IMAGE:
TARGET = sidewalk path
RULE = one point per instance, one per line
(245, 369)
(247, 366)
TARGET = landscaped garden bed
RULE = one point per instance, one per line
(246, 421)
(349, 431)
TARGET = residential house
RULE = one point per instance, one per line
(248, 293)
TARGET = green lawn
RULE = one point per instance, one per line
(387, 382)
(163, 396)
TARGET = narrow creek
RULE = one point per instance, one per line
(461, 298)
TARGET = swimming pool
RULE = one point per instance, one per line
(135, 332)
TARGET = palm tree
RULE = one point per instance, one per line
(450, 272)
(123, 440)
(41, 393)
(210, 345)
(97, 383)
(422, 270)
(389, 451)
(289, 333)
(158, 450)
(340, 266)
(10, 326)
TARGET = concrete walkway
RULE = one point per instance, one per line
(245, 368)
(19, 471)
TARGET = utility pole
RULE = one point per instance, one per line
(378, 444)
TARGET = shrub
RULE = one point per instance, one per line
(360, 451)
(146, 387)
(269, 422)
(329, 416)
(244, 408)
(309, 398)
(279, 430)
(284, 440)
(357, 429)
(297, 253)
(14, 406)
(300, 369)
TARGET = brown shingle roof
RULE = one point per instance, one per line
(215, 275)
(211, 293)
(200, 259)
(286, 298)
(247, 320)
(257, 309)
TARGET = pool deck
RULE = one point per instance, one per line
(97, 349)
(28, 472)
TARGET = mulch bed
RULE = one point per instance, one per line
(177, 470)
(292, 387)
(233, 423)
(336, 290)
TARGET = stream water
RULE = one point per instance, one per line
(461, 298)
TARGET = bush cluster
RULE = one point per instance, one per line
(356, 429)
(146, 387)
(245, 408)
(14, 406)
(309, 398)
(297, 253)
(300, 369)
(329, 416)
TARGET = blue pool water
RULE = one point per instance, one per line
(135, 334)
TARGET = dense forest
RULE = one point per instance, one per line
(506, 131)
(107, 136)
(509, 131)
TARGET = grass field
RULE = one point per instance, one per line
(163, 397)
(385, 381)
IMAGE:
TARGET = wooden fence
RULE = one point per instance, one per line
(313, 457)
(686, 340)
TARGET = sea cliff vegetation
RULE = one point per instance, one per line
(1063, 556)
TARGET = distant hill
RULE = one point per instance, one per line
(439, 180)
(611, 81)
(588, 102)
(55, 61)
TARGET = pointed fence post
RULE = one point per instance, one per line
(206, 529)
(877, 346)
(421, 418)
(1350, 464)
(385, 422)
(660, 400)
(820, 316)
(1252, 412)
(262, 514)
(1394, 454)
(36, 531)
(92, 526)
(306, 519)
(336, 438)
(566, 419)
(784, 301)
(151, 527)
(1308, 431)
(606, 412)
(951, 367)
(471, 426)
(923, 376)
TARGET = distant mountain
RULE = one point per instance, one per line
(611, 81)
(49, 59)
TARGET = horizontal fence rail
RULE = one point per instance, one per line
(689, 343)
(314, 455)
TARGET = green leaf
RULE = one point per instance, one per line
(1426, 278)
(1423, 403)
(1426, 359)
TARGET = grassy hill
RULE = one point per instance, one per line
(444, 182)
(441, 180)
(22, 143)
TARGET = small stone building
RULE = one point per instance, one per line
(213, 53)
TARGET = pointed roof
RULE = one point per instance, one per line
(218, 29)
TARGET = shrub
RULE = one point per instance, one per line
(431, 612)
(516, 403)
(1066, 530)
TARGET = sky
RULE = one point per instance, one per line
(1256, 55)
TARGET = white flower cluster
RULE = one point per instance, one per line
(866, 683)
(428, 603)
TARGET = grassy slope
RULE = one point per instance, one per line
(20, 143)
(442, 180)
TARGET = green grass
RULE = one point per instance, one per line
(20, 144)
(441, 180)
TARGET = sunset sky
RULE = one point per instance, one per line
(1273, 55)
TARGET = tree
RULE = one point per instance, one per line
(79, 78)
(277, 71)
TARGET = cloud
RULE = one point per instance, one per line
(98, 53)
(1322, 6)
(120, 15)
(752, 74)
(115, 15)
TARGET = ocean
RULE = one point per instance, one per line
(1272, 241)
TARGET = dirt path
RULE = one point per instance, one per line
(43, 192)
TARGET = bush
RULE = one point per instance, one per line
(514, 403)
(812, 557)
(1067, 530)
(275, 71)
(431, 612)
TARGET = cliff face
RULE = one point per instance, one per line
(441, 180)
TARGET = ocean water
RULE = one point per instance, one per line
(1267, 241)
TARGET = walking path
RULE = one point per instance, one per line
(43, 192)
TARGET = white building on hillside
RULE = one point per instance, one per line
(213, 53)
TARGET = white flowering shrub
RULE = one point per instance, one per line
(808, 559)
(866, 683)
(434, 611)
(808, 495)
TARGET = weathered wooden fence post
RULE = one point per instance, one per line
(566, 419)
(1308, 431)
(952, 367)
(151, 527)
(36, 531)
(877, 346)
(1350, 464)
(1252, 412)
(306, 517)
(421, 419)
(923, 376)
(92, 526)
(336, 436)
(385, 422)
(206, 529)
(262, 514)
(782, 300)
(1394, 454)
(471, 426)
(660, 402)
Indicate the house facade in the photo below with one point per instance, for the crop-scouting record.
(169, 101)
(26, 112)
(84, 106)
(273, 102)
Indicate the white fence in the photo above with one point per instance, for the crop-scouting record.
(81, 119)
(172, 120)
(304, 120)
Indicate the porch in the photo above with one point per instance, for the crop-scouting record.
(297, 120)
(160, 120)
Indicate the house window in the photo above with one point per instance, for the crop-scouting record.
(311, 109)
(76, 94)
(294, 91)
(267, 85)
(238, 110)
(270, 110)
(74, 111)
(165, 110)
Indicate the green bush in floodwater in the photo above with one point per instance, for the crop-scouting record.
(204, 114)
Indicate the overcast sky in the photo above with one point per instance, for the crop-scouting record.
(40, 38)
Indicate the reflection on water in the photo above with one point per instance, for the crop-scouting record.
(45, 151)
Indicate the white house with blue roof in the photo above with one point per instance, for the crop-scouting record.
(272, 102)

• Exercise brief
Pull every line holding "building" out of the records.

• Result of this exercise
TARGET = small stone building
TARGET = white building on hillside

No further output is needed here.